• [WHAT YOU SHOULD DO]: Please continue the news story about the New Haven Santa's heart failure and breast cancer, picking up right after its last paragraph and writing in the same style. Leave the listing that follows it untouched.
*** Opening of PAGE EXCERPT ***
Santa gives thanks for surviving heart ills, cancer
New Haven — Forget pilgrims and turkeys. Here’s a Thanksgiving Day story about Santa Claus.
Yes, even Father Christmas has a reason to feel thankful on Thanksgiving.
Kris Kringle or, in this case, Dave Downs, a professional Santa from New Haven, is indebted to his doctors for keeping Christmas in his present and future.
He is just now emerging from a harrowing six months where he was diagnosed with breast cancer and a bad heart, was hospitalized three times and underwent two surgeries.
Thanks to his treatment, he feels good. He may still be shy of jolly but is definitely relieved. He can walk and bend without it knocking the wind out of him.
“I’m feeling much better all of the time,” he said. “I can’t say enough about the surgeons.”
In fact, he’s already started donning the red suit. On Saturday he posed for pictures with families at a Macomb Township photo studio for three hours.
Downs, 64, who is married and has a grown son, doesn’t need the uniform to look like Santa. He has flowing gray locks, a bushy beard and, before his sickness, weighed 365 pounds.
Despite his big size and grueling schedule, he never had a single health concern during 18 years of playing St. Nick.
“Once you put the suit on, nothing else matters. You get pumped up,” he said.
In May, he was driving when he suddenly began sweating and felt exhausted. He pulled into an urgent care center where he had appeared several times as Santa.
The doctor thought he was having a stroke and called a police dispatcher. Paramedics brought him to a Pontiac hospital, where he was diagnosed with congestive heart failure.
Then, in August, Downs felt a hard mass in his left breast. A biopsy showed it was cancerous, making him a medical rarity. Men account for less than 1 percent of breast cancer cases, according to the American Cancer Society.
Downs prepared to have the cancer removed, but doctors discovered another ailment. His aortic valve had narrowed, hampering the flow of blood from his heart.
“It backed up into his lungs so he couldn’t breathe,” said Dr. Kristijan Minanov, a heart surgeon at McLaren Macomb Hospital. “He was drowning in his own blood.”
*** Close of PAGE EXCERPT ***
*** Opening of INFORMATION GIVEN ***
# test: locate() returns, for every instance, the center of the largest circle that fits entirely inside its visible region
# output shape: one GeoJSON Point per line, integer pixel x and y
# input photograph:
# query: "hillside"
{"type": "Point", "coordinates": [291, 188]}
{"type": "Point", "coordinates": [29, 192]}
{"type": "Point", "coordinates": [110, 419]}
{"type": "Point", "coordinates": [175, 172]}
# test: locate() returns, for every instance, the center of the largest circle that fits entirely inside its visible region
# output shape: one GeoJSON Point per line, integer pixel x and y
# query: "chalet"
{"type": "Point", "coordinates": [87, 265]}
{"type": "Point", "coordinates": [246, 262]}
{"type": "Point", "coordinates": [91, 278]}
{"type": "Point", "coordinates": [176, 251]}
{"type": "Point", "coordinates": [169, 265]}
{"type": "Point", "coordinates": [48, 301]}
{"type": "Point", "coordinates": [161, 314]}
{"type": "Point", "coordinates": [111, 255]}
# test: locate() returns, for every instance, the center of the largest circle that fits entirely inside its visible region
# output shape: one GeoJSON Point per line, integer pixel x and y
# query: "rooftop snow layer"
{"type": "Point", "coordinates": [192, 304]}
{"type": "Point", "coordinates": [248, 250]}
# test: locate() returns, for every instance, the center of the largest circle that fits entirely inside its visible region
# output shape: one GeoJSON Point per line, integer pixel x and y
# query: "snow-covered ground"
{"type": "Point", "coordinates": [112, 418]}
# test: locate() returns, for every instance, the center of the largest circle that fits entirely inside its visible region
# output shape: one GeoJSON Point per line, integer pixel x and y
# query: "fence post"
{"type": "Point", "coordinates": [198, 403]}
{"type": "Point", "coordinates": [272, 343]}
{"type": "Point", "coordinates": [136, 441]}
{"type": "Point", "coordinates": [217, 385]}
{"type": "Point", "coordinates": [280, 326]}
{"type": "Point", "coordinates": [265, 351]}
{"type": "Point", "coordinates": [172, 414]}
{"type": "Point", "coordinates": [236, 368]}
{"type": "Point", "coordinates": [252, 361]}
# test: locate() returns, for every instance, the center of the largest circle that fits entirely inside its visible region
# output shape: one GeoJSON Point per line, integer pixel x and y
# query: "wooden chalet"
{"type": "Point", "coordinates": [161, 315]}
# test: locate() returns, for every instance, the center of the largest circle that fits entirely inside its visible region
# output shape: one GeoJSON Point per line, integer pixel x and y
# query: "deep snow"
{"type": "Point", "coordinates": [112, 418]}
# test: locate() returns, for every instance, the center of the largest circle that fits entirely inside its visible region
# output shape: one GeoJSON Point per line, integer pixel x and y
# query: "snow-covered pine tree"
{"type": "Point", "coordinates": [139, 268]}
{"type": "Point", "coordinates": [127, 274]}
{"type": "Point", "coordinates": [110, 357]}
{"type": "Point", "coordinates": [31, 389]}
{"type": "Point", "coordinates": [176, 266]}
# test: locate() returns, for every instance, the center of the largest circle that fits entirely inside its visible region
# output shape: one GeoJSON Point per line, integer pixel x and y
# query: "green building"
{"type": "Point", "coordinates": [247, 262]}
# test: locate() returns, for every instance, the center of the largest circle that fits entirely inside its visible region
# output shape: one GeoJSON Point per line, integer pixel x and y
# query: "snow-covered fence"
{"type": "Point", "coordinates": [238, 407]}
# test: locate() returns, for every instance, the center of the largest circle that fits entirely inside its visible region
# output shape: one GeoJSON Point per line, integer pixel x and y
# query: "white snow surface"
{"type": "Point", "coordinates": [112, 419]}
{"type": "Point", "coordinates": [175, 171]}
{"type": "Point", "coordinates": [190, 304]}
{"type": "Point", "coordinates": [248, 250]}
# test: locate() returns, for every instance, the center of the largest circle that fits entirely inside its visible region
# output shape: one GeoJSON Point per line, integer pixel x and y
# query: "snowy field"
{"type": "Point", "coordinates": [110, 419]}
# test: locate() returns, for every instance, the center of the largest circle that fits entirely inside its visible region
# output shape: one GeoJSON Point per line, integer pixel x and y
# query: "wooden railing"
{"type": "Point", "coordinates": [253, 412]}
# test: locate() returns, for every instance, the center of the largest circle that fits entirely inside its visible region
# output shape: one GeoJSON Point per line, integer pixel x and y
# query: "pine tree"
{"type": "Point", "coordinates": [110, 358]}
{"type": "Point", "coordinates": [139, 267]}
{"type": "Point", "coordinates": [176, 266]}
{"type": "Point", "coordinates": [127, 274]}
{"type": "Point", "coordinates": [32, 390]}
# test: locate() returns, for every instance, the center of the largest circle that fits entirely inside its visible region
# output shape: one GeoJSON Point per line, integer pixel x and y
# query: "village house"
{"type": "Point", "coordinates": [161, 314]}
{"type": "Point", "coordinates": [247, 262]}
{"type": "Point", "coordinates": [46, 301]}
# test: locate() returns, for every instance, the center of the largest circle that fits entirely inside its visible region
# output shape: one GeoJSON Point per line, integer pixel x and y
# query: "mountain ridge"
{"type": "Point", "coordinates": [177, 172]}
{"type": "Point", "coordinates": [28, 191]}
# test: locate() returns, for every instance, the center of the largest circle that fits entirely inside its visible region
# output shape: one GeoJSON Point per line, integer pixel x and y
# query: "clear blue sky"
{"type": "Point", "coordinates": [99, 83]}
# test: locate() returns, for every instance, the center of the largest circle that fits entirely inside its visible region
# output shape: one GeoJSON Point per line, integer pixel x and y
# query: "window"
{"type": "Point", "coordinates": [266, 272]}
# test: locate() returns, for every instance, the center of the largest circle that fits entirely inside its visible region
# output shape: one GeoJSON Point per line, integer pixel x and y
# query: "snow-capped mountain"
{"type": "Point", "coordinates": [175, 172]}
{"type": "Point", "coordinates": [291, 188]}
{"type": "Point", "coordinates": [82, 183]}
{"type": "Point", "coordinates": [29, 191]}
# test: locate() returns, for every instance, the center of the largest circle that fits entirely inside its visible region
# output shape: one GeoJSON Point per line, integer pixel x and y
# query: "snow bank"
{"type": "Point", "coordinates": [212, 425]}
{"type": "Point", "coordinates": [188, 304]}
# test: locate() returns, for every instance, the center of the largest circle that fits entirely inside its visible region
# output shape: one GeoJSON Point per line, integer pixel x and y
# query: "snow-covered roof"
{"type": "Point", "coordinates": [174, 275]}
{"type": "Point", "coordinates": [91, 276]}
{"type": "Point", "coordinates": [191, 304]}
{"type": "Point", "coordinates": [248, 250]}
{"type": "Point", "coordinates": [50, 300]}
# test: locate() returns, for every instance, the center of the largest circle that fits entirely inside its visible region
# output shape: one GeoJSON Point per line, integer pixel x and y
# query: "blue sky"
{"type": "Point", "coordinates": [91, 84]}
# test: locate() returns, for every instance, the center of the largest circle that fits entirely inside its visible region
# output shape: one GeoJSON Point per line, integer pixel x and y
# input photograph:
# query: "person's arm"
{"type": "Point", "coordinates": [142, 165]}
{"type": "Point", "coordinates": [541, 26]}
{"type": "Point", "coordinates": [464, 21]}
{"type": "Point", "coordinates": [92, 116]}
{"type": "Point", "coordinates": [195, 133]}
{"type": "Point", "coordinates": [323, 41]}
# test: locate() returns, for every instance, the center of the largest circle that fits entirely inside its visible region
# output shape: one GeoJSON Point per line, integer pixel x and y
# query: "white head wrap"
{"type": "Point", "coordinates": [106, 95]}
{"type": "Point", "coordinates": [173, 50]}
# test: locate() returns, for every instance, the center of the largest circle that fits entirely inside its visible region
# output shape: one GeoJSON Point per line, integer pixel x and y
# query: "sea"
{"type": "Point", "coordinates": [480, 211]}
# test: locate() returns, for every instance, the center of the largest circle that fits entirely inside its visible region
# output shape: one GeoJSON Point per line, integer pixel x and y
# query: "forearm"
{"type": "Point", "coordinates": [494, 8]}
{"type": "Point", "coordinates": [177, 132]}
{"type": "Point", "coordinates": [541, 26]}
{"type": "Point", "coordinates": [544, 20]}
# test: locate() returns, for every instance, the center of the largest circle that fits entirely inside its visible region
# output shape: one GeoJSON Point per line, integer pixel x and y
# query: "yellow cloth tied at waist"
*** Close of INFORMATION GIVEN ***
• [RESULT FOR THIS TASK]:
The heart had to be fixed before it would be strong enough to withstand the cancer surgery, Minanov said. So he performed open heart surgery in September, replacing the defective valve with one from a pig.
Downs had the cancer removed the following month.
The last surgical staples were removed last week, just two days before his first Santa appearance.
“It was a heck of a fall,” he said.
He was referring to the season but could have just as easily been talking about his precipitous drop in health.
He has an appointment next week to learn about chemotherapy, but the treatment may have to wait.
This is the time of year pro Santas make all their money. Downs is booked every day from early December to Christmas Eve.
One year he made 59 appearances. Another year he drove 185 miles during a storm that dropped a foot of snow.
“This is time for Santa to make hay for his reindeer,” he said.
Downs said he feels good and, after dropping 60 pounds, is positively svelte.
Thanksgiving Day dinner will be a more restrained affair, he said. No more five desserts.
He still eats the same stuff as before but in smaller servings. One difference is breakfast: Fewer eggs and bacon, more yogurt and fruit.
But, don’t worry, kids, cookies are still on the menu.
When Downs makes appearances at homes, children invariably offer milk and cookies, squealing with delight when he accedes.
He will continue accepting the goodies, telling the kids he will bring them home to Mrs. Claus.
“Mrs. Claus likes them, too,” said his wife, Phyllis.